Dataset entries Block Start
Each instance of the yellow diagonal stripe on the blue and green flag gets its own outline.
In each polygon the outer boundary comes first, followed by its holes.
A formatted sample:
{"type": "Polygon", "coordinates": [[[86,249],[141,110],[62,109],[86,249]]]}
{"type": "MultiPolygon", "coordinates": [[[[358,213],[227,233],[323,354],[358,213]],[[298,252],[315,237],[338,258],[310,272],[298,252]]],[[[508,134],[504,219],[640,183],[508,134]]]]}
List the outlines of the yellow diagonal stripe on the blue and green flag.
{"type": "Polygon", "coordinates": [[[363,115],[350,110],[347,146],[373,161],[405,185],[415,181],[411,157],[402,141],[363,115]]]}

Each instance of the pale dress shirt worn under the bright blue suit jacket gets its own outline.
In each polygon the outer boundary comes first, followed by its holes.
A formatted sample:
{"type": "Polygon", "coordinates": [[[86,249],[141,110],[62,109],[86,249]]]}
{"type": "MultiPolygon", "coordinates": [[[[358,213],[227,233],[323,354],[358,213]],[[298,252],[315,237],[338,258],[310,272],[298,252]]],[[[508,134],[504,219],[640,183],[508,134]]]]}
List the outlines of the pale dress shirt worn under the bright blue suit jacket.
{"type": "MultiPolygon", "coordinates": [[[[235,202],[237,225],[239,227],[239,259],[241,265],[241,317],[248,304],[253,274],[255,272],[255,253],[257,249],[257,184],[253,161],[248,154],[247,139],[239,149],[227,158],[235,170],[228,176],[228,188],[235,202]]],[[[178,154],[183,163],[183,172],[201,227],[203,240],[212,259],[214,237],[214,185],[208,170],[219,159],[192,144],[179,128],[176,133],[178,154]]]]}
Dataset entries Block End
What is being asked -> Please write out the data again exactly as it stands.

Exercise response ->
Each instance of the yellow diagonal stripe on the blue and green flag gets its own outline.
In each polygon the outer boundary comes first, followed by its holes.
A formatted sample:
{"type": "Polygon", "coordinates": [[[86,249],[141,110],[62,109],[86,249]]]}
{"type": "MultiPolygon", "coordinates": [[[[358,213],[227,233],[323,354],[358,213]],[[298,252],[315,237],[338,258],[310,272],[298,252]]],[[[508,134],[504,219],[640,183],[508,134]]]]}
List the outlines of the yellow diagonal stripe on the blue and green flag.
{"type": "Polygon", "coordinates": [[[363,115],[350,110],[347,146],[373,161],[405,185],[415,181],[411,157],[402,141],[363,115]]]}

Each instance of the pale dress shirt worn under the bright blue suit jacket gets its own outline.
In each polygon the outer boundary comes first, followed by its holes.
A formatted sample:
{"type": "Polygon", "coordinates": [[[86,249],[141,110],[62,109],[86,249]]]}
{"type": "MultiPolygon", "coordinates": [[[[358,213],[227,233],[323,354],[358,213]],[[298,252],[315,237],[338,258],[310,272],[298,252]]],[[[508,134],[504,219],[640,183],[508,134]]]]}
List the outlines of the pale dress shirt worn under the bright blue suit jacket.
{"type": "MultiPolygon", "coordinates": [[[[235,202],[237,225],[239,227],[239,259],[241,265],[241,317],[248,304],[253,274],[255,272],[255,253],[257,249],[257,184],[253,161],[248,154],[247,139],[239,149],[227,158],[235,170],[228,176],[228,188],[235,202]]],[[[178,154],[183,163],[183,172],[201,227],[203,240],[212,259],[214,237],[214,185],[208,170],[219,159],[192,144],[179,128],[176,133],[178,154]]]]}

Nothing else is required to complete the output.